[RECORDS PROVIDED Boundary: Start]
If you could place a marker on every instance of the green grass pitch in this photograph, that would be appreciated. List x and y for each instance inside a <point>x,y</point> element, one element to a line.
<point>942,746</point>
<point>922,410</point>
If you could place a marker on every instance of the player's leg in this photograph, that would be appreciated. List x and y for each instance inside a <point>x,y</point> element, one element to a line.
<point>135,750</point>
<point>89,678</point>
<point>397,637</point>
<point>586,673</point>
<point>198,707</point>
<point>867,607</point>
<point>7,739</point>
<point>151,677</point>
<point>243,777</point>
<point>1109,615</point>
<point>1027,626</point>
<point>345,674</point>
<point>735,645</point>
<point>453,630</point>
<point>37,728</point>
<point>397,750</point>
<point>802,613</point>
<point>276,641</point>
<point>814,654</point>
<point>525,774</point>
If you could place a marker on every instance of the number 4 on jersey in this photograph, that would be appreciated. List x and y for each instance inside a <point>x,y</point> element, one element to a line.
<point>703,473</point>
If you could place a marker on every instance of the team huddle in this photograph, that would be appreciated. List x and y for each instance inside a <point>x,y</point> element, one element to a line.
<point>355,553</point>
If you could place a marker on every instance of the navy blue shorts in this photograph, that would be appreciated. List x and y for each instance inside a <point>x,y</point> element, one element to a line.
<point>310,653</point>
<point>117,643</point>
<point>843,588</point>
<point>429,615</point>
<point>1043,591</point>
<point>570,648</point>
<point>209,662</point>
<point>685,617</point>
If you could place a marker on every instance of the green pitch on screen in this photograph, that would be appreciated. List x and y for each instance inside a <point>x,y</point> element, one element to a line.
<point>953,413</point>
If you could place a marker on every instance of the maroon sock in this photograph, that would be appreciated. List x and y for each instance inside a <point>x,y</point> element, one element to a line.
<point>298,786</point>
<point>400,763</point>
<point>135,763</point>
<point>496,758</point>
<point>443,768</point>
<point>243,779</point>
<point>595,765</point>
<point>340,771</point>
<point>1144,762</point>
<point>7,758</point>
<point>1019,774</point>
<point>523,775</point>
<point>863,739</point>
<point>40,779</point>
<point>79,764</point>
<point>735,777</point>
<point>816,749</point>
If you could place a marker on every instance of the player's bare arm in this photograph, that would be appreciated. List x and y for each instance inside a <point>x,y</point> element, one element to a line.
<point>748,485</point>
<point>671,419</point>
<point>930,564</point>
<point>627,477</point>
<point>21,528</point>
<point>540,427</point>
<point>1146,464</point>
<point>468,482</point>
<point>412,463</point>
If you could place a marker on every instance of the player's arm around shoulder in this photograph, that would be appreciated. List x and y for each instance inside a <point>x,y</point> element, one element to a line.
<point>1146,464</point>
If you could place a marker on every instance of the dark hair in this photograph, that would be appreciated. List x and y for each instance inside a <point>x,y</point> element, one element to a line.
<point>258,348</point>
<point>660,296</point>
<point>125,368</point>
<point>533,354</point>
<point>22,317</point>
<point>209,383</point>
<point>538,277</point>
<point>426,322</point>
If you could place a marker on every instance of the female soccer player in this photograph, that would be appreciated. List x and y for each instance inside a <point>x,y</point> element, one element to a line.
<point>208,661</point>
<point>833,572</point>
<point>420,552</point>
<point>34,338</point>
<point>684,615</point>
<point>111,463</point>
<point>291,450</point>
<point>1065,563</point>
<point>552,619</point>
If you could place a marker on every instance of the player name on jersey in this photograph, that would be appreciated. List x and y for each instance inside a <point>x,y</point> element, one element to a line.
[RECORDS PROVIDED Boundary: End]
EXERCISE DETAILS =>
Output the records in full, exactly.

SOLUTION TO THE EXERCISE =>
If you could place a marker on every instance of the green grass pitch in this photograph, that would be appreciated. List x and y for each instance inside a <point>x,y</point> element, one element to a line.
<point>942,746</point>
<point>922,410</point>
If you could place a marker on every instance of the player's leg in this photograph, that would be appreciated. List x and y for each instance inside a <point>x,y</point> element, one element to a line.
<point>135,750</point>
<point>89,678</point>
<point>397,637</point>
<point>586,673</point>
<point>198,707</point>
<point>867,607</point>
<point>7,739</point>
<point>151,677</point>
<point>243,777</point>
<point>1109,615</point>
<point>1027,626</point>
<point>345,674</point>
<point>735,645</point>
<point>453,630</point>
<point>37,728</point>
<point>397,750</point>
<point>802,613</point>
<point>276,641</point>
<point>814,654</point>
<point>525,774</point>
If you could place a marker on every instance of the number 4 on jersey in this photograph, that would be appreciated. List x and y for each instance inside a <point>x,y</point> element, one element to a line.
<point>703,473</point>
If you could place a marker on every instance of the team huddle in this photograph, that would be appreciated. List x and y for each instance inside a <point>x,y</point> element, one element to a line.
<point>355,553</point>
If you could place a marker on every instance of the navy blue shorts in this photograph, that would be appreciated. List x and y for each instance inside a <point>x,y</point> element, one element to a line.
<point>310,653</point>
<point>117,643</point>
<point>843,588</point>
<point>429,615</point>
<point>1043,591</point>
<point>570,648</point>
<point>209,662</point>
<point>685,617</point>
If you could place a marker on every instance of the green pitch on screen in this photograph, that would be appreciated. List x and y for each instance inside a <point>x,y</point> element, one element to a line.
<point>953,413</point>
If you could place a marker on every instance of the maroon sock in this photograph, that would be appreciated. List x and y for each instance inside a <point>x,y</point> element, one element to a line.
<point>298,786</point>
<point>400,763</point>
<point>135,763</point>
<point>496,758</point>
<point>443,768</point>
<point>243,779</point>
<point>595,765</point>
<point>340,771</point>
<point>1144,762</point>
<point>7,758</point>
<point>1019,774</point>
<point>523,775</point>
<point>863,739</point>
<point>40,779</point>
<point>79,764</point>
<point>735,777</point>
<point>816,749</point>
If you could place a marker on every instance of the player's bare arm in this photograph, that would be appreciated. List x and y for each instance inside a <point>x,y</point> element, one element to a line.
<point>748,485</point>
<point>671,419</point>
<point>930,564</point>
<point>627,477</point>
<point>21,528</point>
<point>540,427</point>
<point>1146,464</point>
<point>468,482</point>
<point>412,463</point>
If you could place a marker on every instance of the player's arm around shoulder in this photograph, that would be appreciated. List x and y for each instance inside a <point>x,y</point> element, one element to a line.
<point>1146,464</point>
If you could place a marker on every instance of the dark hair in this photograph, that would be appreciated. List x and y for each instance inside a <point>x,y</point> element, one element to a line.
<point>258,348</point>
<point>660,296</point>
<point>125,368</point>
<point>533,354</point>
<point>22,317</point>
<point>209,383</point>
<point>538,277</point>
<point>426,322</point>
If you could place a marker on every instance of the female soccer player in this photograph, that would be appreciated. List x and y for each instance inside a <point>x,y</point> element, one element to a line.
<point>208,661</point>
<point>833,572</point>
<point>420,552</point>
<point>34,338</point>
<point>684,615</point>
<point>111,463</point>
<point>291,450</point>
<point>1065,563</point>
<point>552,619</point>
If you could place a marker on every instance of the player name on jersey in this photograph, that would be appreciated. List x and y for each instance inside a <point>x,y</point> element, one element to a line.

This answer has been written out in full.